*Consigne*:
Dans le texte sur le solde commercial, relevez chaque acteur qui doit se procurer ou demande une monnaie pour payer des achats à l'étranger, avec la monnaie concernée.

:: Source ::

On entend souvent dire qu’un fort excédent commercial met une pression à l’appréciation de la monnaie d’un pays (voir ici pour la Chine par exemple). Le solde commercial qu’un pays entretient avec un autre peut en effet donner une indication sur les tendances d’appréciation ou de dépréciation de sa monnaie. Mais quel est le lien implicitement à l’oeuvre? Le lien principal repose en fait sur la relation entre solde commercial et demande de monnaie étrangère sur le marché des changes.
Le solde commercial représente la différence entre les exportations d’un pays et ses importations. Quand un exportateur européen (en zone euro) vend ses produits à des étrangers, il demande généralement à être payé en euros. Ainsi, l’importateur étranger qui souhaite acquérir des produits européens devra d’abord se procurer des euros sur le marché des changes [1]. C’est en ayant ce lien en tête que l’on peut établir une relation entre le montant des exportations d’un pays et la demande d’euros: plus les européens (zone euro) exportent, plus l’euro sera demandé. Les européen, de leur côté, demanderont eux de la monnaie étrangère pour importer des produits étrangers (c’est le même raisonnement). Ils offriront leurs euros en échange de la monnaie étrangère. Si cela semble peut-être abstrait, c’est pourtant ce qu’il se passe implicitement lorsque vous achetez un produit étranger. Si vous achetez un ordinateur d’une marque américaine, par exemple, il y a de fortes chances qu’il ait été facturé en dollars à l’entreprise à laquelle vous l’achetez. L’entreprise aura donc elle-même demandé des dollars et offert des euros en contrepartie pour acheter cet ordinateur à l’entreprise américaine. Au final l’importation de l’ordinateur américain aura donc bien généré une offre d’euros contre des dollars. On voit donc facilement se dessiner la relation entre le solde commercial et la valeur d’une monnaie: plus les exportations de la zone euro seront importantes par rapport aux importations, plus la demande d’euros sera importante par rapport à son offre. Et lorsque la demande d’euros est plus importante que l’offre, le prix de l’euro s’ajuste à la hausse : l’euro s’apprécie.

:::
:: Jeu de données ::

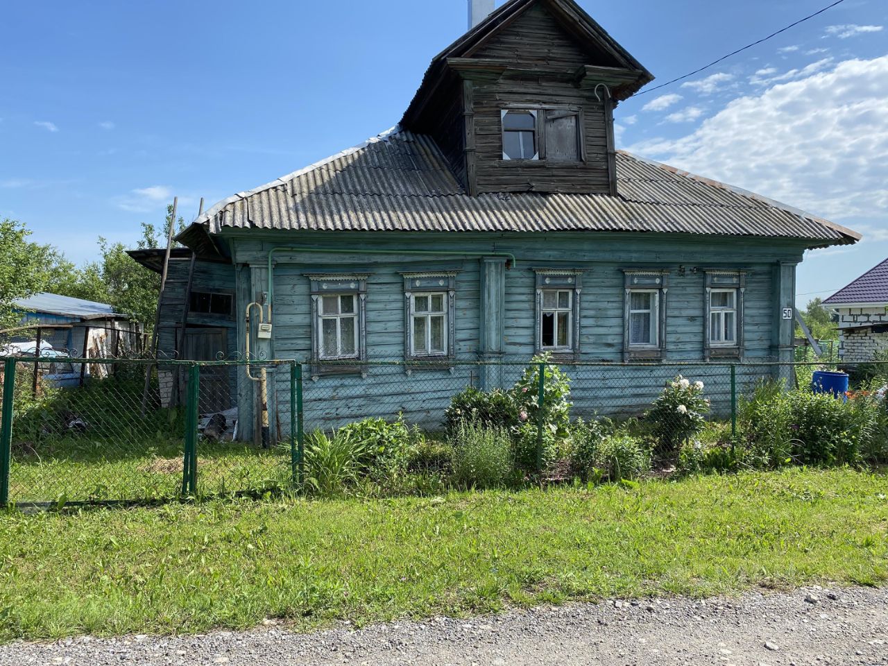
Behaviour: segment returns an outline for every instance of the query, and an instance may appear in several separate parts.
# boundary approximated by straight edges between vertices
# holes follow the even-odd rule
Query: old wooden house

:::

*Solution*:
- L'importateur étranger qui souhaite acquérir des produits européens : des euros
- Les Européens qui importent des produits étrangers : de la monnaie étrangère
- L'entreprise qui vend l'ordinateur de marque américaine : des dollars